Set out every line of the records below as a numbered list. Skip blank lines and leave out the pictures.
++++
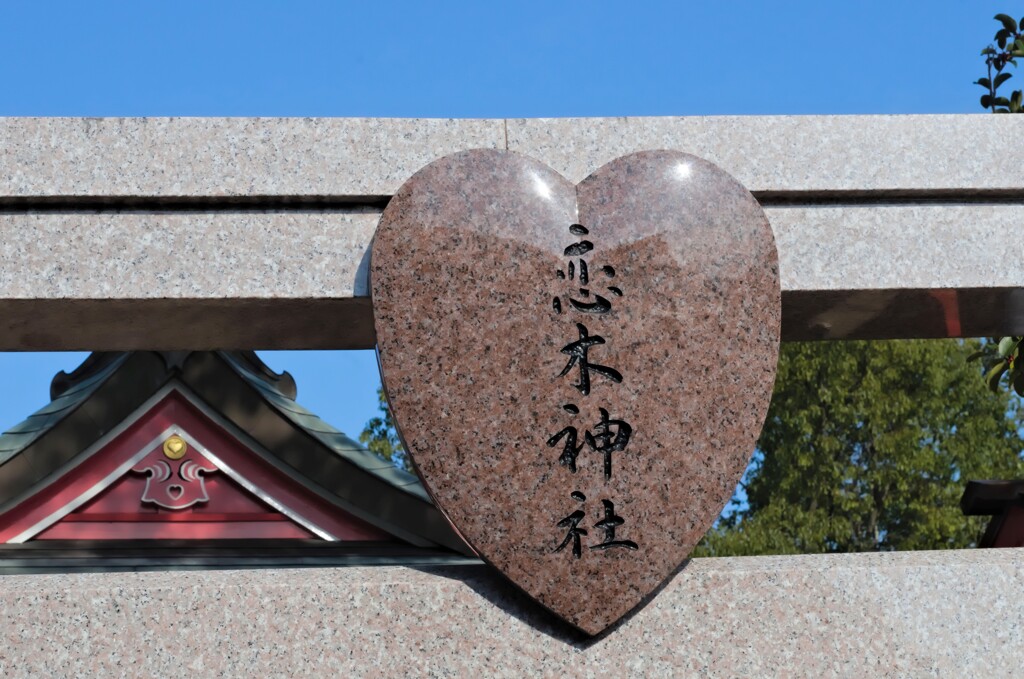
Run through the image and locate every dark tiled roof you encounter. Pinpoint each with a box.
[0,354,127,465]
[0,351,472,554]
[220,351,431,502]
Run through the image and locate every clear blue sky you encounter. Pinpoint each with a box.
[0,0,1011,435]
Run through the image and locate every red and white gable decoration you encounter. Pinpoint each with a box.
[0,388,394,543]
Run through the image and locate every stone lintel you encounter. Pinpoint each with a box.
[0,549,1024,677]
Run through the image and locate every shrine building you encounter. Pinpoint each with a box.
[0,351,479,572]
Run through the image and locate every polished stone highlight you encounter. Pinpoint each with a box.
[371,150,780,634]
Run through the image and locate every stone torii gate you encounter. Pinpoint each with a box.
[0,116,1024,676]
++++
• COMPLETE RESPONSE:
1. Run through the image and locate every dark tiled roof you encounter. Pinpoint each with a box.
2. [0,354,127,465]
3. [0,351,472,554]
4. [220,351,431,502]
5. Run through the image and locate every clear blue sky you encounter. Pinpoint each with a box.
6. [0,0,1011,435]
7. Run through the image and locate every red and white gable decoration you encounter. Pinpoint each with a box.
8. [0,388,394,543]
9. Run through the image and locate every stone lintel you encounter. Pinpoint each with a box.
10. [0,549,1024,677]
11. Run through the image and locate every shrine building you encounter. Pinpoint each with a box.
12. [0,351,479,572]
13. Run through the image and locate every polished stone highlight you encounter. Pinpoint each with a box.
14. [371,150,780,634]
15. Run through the image and locate every stone torii gate you encounter. Pinpoint each with a box.
16. [0,116,1024,676]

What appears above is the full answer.